START Exercise data

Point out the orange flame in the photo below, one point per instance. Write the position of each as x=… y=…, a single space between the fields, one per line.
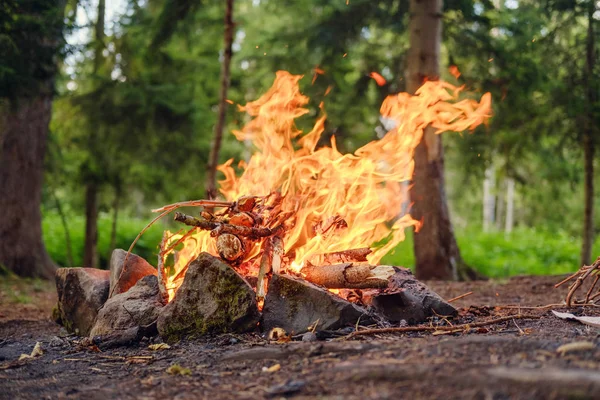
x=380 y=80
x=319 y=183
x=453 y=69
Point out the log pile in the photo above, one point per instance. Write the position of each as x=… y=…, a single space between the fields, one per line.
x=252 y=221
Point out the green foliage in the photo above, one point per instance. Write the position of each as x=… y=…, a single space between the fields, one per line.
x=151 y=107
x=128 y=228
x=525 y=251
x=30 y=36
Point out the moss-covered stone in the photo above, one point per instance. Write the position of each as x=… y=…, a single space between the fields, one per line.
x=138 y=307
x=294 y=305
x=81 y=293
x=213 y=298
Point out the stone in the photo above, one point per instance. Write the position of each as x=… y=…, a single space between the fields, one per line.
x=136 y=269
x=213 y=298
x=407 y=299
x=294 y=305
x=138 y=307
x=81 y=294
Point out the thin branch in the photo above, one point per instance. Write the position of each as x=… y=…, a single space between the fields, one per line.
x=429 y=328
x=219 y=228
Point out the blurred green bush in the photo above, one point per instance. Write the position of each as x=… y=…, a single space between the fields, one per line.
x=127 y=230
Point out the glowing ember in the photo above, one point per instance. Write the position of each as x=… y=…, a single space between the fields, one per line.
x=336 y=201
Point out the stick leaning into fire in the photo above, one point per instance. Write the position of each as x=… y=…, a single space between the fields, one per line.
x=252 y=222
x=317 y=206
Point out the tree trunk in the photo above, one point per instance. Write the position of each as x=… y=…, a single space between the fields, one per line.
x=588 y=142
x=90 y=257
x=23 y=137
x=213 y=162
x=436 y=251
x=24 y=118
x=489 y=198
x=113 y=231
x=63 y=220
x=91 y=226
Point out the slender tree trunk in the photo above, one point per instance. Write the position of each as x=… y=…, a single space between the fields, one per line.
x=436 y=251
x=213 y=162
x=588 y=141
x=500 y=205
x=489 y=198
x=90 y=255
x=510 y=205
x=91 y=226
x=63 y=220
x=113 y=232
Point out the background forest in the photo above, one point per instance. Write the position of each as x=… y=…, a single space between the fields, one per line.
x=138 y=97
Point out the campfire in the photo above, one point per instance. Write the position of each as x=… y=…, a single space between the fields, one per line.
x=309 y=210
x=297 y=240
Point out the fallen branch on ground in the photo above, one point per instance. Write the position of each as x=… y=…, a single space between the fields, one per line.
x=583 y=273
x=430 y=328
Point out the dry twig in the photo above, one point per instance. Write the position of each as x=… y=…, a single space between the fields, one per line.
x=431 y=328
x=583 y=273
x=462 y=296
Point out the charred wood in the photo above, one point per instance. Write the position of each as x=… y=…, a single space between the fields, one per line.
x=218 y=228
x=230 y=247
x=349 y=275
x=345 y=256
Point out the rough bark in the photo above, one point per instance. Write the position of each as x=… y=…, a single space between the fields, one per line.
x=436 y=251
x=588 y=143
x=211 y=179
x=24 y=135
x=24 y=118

END Exercise data
START Exercise data

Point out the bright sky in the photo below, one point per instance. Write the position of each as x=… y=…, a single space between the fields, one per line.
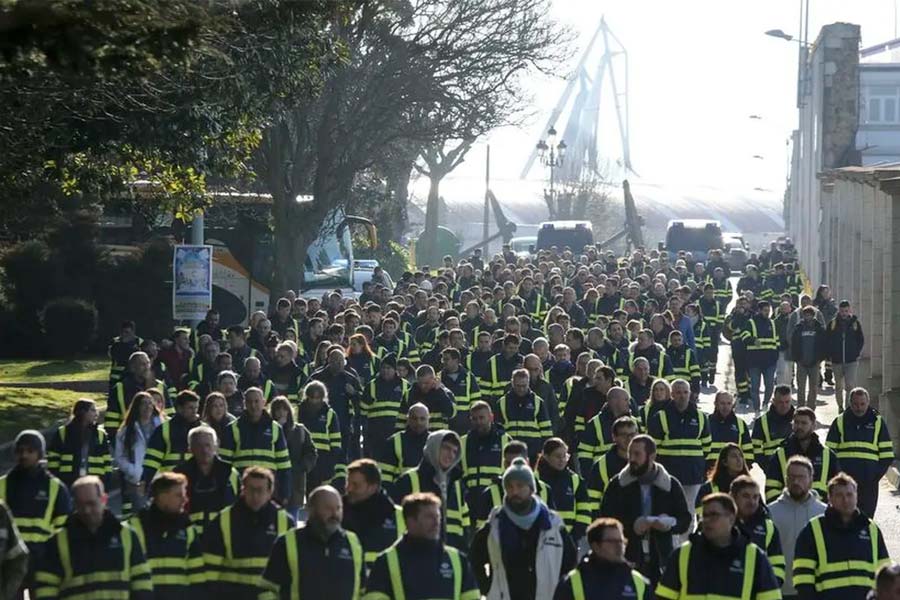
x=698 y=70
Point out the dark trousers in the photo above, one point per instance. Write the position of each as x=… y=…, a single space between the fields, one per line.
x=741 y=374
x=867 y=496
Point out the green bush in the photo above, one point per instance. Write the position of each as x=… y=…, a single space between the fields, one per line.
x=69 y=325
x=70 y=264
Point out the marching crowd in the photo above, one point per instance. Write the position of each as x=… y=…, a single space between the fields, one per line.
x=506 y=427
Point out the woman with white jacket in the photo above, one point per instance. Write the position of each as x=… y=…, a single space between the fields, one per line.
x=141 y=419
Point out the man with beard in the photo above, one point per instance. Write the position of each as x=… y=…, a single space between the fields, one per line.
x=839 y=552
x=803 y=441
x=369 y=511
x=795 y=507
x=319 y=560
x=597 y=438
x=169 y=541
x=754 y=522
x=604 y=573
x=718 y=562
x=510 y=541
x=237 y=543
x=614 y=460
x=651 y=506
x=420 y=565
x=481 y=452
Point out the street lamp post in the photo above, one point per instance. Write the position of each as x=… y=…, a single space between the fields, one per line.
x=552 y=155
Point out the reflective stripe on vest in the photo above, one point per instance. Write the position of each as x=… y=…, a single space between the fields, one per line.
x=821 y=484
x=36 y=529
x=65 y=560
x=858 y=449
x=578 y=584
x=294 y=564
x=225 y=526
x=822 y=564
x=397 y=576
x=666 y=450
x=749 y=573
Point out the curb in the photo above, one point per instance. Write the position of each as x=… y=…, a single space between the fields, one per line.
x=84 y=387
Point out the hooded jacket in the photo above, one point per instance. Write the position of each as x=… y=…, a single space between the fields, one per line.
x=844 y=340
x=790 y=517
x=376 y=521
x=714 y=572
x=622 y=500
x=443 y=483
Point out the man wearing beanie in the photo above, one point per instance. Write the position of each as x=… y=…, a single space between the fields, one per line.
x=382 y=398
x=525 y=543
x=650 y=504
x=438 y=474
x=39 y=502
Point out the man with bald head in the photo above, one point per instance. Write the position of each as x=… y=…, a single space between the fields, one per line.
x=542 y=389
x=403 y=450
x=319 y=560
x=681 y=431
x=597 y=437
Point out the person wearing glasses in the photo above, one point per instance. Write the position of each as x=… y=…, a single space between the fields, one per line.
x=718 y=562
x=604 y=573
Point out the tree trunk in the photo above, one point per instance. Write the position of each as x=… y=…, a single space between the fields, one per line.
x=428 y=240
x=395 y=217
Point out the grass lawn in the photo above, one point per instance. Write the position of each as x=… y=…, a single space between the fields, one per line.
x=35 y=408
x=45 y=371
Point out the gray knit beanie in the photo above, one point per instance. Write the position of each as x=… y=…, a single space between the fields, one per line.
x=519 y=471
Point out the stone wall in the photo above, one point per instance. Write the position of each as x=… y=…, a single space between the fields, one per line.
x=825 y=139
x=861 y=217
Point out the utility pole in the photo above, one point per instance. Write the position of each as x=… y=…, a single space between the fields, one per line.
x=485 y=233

END Exercise data
START Exercise data

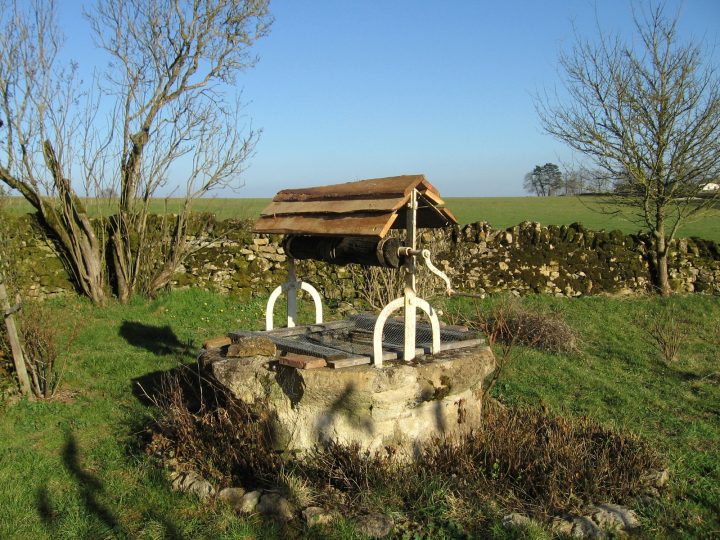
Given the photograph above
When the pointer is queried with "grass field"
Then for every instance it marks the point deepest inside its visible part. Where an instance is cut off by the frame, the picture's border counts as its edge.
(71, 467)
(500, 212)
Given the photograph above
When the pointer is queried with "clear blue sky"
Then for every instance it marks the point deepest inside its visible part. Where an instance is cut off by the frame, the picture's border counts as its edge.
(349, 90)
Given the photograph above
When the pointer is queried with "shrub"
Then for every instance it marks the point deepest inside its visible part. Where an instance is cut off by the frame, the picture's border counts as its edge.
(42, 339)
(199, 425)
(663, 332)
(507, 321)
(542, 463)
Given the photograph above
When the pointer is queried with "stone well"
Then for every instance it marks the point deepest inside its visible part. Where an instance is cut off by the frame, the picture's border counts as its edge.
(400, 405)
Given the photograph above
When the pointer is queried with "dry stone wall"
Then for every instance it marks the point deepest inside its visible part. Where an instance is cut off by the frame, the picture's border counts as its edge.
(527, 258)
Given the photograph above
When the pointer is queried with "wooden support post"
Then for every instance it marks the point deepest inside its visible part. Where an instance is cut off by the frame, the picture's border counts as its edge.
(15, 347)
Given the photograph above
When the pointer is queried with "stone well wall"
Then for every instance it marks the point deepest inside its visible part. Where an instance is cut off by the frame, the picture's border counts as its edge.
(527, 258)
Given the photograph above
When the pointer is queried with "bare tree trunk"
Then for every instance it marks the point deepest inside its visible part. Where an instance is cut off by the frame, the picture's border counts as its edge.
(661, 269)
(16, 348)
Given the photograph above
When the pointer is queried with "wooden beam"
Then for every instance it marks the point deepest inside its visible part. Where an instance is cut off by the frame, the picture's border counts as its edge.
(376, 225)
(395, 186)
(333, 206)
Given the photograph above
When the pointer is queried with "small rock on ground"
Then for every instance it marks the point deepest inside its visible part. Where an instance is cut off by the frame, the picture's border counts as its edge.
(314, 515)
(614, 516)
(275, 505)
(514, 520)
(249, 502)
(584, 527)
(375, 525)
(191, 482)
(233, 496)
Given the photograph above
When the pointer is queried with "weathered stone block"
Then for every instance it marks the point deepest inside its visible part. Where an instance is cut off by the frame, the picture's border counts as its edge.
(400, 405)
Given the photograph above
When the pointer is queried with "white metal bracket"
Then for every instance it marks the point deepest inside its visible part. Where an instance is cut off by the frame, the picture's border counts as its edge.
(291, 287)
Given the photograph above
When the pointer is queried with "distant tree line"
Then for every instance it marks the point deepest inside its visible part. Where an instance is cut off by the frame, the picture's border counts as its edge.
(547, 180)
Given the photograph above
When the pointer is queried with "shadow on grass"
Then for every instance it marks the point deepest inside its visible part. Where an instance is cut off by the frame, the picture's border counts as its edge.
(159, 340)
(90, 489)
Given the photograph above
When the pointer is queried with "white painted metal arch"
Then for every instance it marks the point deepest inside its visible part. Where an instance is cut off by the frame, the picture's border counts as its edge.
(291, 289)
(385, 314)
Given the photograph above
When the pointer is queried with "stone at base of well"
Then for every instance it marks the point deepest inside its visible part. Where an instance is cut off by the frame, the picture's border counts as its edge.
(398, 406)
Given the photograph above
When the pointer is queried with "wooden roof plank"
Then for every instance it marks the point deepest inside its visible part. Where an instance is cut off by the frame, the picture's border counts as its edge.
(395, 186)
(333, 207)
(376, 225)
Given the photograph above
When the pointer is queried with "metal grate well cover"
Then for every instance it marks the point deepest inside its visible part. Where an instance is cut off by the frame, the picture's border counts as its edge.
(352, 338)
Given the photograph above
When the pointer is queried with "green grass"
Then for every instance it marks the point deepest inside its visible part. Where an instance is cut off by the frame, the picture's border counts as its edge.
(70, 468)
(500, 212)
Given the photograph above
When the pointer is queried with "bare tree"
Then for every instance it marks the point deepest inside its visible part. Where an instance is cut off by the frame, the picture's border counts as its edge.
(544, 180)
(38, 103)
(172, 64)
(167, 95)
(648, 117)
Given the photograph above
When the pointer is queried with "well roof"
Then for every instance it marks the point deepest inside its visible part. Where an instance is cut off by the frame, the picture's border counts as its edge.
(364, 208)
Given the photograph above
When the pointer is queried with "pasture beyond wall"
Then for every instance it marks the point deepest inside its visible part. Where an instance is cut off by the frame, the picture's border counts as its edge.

END Exercise data

For the string "wooden", go through the entries above and copy each line where it occurs.

When the pointer is queried with "wooden support post"
When the pointer is queried with "wooden beam"
When the pointer is queried with "wooden roof plank"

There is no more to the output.